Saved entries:

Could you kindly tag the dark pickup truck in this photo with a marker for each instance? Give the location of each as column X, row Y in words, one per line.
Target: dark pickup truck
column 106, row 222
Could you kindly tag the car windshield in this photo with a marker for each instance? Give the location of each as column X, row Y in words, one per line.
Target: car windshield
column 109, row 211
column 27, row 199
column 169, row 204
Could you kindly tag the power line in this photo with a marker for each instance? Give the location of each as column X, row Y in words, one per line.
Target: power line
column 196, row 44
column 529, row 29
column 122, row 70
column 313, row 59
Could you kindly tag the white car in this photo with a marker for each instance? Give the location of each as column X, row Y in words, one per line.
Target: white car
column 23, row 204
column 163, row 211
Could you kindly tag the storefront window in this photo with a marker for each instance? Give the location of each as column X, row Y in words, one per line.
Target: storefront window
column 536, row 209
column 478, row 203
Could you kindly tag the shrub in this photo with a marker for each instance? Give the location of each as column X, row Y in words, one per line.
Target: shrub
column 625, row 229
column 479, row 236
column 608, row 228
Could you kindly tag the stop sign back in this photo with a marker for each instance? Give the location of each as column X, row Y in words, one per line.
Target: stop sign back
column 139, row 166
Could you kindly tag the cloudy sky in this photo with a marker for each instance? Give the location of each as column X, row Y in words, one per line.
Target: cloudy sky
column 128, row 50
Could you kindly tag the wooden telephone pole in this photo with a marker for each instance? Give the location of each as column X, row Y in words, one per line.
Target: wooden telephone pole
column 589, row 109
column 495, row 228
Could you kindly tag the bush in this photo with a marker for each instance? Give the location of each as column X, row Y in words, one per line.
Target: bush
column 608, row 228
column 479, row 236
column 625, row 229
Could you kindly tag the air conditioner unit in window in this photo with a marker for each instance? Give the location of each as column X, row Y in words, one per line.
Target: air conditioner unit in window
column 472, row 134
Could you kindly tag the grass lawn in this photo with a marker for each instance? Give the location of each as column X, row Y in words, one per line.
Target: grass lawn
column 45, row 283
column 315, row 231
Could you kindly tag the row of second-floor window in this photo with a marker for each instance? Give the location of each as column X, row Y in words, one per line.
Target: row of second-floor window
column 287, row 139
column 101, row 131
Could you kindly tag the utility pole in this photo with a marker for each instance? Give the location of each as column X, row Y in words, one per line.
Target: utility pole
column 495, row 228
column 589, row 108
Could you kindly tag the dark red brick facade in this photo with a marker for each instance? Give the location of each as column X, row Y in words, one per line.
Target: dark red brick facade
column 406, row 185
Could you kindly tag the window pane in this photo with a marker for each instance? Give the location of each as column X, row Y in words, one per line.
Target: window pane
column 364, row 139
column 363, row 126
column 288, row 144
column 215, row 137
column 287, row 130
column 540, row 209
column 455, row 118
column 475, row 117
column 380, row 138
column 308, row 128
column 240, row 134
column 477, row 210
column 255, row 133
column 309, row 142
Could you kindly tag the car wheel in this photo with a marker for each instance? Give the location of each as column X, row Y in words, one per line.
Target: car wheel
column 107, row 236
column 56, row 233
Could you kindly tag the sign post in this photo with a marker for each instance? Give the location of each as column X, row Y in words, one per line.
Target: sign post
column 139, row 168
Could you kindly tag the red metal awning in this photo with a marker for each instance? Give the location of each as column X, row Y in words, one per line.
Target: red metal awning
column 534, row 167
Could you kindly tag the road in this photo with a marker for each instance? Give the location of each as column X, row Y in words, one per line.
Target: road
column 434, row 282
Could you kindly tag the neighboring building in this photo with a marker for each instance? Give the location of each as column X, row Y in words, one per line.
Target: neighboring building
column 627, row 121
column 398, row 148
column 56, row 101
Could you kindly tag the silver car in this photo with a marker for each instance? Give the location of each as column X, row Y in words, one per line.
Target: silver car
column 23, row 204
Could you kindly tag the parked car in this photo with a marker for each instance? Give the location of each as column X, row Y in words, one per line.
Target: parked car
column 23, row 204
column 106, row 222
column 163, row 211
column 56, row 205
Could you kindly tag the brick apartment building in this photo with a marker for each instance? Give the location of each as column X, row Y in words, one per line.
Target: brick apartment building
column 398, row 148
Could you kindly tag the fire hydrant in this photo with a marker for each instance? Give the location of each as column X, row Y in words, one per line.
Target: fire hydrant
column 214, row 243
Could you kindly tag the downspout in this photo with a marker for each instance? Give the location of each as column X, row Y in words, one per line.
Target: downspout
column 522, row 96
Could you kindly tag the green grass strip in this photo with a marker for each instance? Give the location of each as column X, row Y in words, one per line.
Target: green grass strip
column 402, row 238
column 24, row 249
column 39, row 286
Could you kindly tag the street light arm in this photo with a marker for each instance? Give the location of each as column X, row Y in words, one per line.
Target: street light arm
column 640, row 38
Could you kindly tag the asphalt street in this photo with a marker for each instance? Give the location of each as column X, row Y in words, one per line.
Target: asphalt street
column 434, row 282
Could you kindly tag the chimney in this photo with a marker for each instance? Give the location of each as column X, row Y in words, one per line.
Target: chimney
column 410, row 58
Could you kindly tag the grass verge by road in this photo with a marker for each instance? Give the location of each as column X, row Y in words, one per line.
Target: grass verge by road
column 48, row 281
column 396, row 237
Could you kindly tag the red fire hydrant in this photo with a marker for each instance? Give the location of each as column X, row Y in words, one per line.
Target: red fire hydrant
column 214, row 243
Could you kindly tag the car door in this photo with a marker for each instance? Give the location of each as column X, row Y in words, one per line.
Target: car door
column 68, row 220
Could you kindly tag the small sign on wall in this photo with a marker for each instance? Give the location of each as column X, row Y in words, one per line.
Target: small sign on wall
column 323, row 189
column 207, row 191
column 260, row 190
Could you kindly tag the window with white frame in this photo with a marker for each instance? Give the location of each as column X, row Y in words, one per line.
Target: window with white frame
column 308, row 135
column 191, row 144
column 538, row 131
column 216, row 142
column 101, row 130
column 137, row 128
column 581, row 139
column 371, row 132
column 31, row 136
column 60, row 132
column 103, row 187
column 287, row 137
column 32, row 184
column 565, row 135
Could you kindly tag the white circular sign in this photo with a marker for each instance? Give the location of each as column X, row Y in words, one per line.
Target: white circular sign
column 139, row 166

▸ Task objective
Copy every line of the records above, starting with the first, up to and including the line containing "Could you kindly tag the wooden".

▸ Response to this exercise
Could you kindly tag the dark pickup truck in this photo with a marker for each instance? Give the location of each as column X, row Y in words, one per line.
Target: dark pickup truck
column 106, row 222
Could you kindly tag the car windshield in this photo with a marker for each instance? Give the location of each as column X, row Y in words, one per line.
Target: car windshield
column 109, row 211
column 27, row 199
column 169, row 204
Could you kindly tag the power line in this photo with a marker for each instance? Give the location of each as column X, row Y in words, one per line.
Target: power line
column 196, row 44
column 529, row 29
column 122, row 70
column 313, row 59
Could you kindly tag the white car in this photo with a marker for each instance? Give the location of each as column X, row Y in words, one per line.
Target: white car
column 23, row 204
column 163, row 211
Could you kindly tag the storefront window in this photo with a marker for each instance? Give the location of each as column X, row Y in words, one per line.
Target: storefront window
column 536, row 209
column 478, row 203
Could you kindly tag the shrub in this photo with a marker for each instance? Give the location of each as column X, row Y in words, one per line.
Target: shrub
column 625, row 229
column 479, row 236
column 608, row 228
Could you kindly tag the stop sign back in this photo with a marker for each instance? Give the location of each as column X, row Y in words, one per line.
Target: stop sign back
column 139, row 166
Could you kindly tag the cloudy sky in this photo with a marker for each instance? Give the location of each as column X, row Y in words, one per line.
Target: cloudy sky
column 128, row 50
Could you kindly tag the wooden telephone pole in this photo with a marker for each instance? Give the location of each as column X, row Y in words, one per line.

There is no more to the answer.